Auszüge aus einem Datensatz zur Positionsannotation:
··········

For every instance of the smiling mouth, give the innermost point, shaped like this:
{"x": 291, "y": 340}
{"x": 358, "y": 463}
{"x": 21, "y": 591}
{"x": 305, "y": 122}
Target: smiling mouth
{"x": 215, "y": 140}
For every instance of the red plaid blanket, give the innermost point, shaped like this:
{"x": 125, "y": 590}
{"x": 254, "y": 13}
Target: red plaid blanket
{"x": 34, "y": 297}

··········

Aufgabenstellung:
Zitiere die oben stehenden Daten vollständig und ohne jede Änderung.

Lösung:
For every instance of the smiling mouth, give the innermost point, shaped like this:
{"x": 291, "y": 340}
{"x": 358, "y": 463}
{"x": 21, "y": 591}
{"x": 305, "y": 122}
Target: smiling mouth
{"x": 215, "y": 140}
For every instance of the red plaid blanket, give the innermost point, shaped like this:
{"x": 125, "y": 590}
{"x": 254, "y": 13}
Target: red plaid blanket
{"x": 34, "y": 297}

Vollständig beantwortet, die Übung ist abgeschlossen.